**TASK STATEMENT**
Can you quote exactly the stretch of lines from the one with "Can you find the manhole" through the final line of the material, both ends included?

[start]

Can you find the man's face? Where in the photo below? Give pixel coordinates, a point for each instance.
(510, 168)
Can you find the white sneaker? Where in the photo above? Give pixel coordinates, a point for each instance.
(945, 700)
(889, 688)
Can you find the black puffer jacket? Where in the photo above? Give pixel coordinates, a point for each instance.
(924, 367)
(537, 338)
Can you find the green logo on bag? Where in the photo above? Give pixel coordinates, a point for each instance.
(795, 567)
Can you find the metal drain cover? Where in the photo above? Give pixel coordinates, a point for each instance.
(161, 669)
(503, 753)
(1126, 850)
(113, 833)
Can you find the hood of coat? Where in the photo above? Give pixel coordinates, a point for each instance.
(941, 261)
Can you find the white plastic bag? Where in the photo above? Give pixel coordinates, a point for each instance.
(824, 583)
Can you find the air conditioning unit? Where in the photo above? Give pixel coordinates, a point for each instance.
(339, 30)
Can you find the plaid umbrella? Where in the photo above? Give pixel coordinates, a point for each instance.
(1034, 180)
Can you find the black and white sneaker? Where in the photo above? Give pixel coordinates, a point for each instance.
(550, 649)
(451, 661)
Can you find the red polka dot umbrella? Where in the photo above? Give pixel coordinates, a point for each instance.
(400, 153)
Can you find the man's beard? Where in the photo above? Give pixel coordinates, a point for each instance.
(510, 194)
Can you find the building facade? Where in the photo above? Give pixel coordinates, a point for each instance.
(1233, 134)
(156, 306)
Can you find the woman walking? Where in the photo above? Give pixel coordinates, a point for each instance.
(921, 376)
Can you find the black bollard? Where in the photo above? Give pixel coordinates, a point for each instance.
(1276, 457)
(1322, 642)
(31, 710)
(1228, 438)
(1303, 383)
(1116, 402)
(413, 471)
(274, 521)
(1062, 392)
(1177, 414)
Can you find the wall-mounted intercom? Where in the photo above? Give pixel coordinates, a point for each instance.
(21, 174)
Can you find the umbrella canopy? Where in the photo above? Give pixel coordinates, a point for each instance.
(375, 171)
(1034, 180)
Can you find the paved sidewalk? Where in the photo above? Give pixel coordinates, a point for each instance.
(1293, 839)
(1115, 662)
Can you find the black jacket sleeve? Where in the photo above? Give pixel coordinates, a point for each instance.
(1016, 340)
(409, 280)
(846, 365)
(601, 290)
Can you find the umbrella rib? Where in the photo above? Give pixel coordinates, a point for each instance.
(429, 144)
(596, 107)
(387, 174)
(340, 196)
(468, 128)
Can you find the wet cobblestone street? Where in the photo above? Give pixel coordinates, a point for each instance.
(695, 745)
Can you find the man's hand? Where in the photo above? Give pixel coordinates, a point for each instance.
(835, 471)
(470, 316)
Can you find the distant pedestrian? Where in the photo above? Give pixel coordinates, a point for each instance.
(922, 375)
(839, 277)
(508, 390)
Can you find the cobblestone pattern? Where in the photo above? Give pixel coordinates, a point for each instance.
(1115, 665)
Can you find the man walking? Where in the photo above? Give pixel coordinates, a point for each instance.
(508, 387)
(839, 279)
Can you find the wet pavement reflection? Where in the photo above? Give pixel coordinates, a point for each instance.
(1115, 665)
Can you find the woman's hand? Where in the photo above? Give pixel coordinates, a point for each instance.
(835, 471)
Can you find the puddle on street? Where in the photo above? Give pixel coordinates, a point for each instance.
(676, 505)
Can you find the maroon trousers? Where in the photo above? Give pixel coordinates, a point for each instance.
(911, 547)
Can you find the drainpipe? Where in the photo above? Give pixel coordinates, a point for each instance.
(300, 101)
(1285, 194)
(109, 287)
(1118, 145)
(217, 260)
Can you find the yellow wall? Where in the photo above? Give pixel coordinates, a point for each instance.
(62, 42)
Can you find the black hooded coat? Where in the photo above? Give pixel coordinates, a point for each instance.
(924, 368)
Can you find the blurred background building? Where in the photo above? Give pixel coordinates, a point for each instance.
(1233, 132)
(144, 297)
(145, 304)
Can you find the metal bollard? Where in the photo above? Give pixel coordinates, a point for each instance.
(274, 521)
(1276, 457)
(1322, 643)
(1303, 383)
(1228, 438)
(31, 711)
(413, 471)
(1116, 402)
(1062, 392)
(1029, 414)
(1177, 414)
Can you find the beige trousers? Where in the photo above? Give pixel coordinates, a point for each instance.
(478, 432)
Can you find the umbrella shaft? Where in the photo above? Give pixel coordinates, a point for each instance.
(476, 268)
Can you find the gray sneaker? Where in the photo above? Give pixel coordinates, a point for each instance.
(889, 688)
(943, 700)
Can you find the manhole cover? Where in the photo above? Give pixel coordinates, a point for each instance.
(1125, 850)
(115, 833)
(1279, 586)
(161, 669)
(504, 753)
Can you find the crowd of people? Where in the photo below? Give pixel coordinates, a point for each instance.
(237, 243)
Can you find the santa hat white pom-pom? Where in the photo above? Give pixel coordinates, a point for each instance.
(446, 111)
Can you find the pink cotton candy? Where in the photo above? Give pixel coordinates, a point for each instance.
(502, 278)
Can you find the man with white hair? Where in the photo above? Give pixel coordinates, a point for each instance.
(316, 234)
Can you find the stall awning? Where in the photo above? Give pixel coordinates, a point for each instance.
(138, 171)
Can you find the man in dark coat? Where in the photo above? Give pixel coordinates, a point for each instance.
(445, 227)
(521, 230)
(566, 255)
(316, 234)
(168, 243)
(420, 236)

[end]

**ANSWER FOR THE TASK**
Can you find the manhole cover? Where in the photo above? Give pixel coordinates, a point for each instance.
(1125, 850)
(115, 833)
(1279, 586)
(161, 669)
(504, 753)
Can you find the crowd of people? Where in the photo below? Give pixel coordinates, a point for each instance.
(237, 243)
Can you find the santa hat white pom-pom? Where in the photo above? Give pixel coordinates, a point for each instance.
(446, 111)
Can you find the pink cotton candy? Where in the photo above? Give pixel coordinates, a point for each instance.
(502, 278)
Can you find the man with white hair? Where in the photo above? Give pixel coordinates, a point for each instance.
(316, 234)
Can you find the stall awning? Where in the photo above? Give pixel coordinates, a point for each instance.
(138, 171)
Can you find the man in dark coat? Where in the photo above? Give pixel coordinates, a point for each instance.
(445, 227)
(521, 230)
(566, 255)
(316, 234)
(168, 243)
(420, 236)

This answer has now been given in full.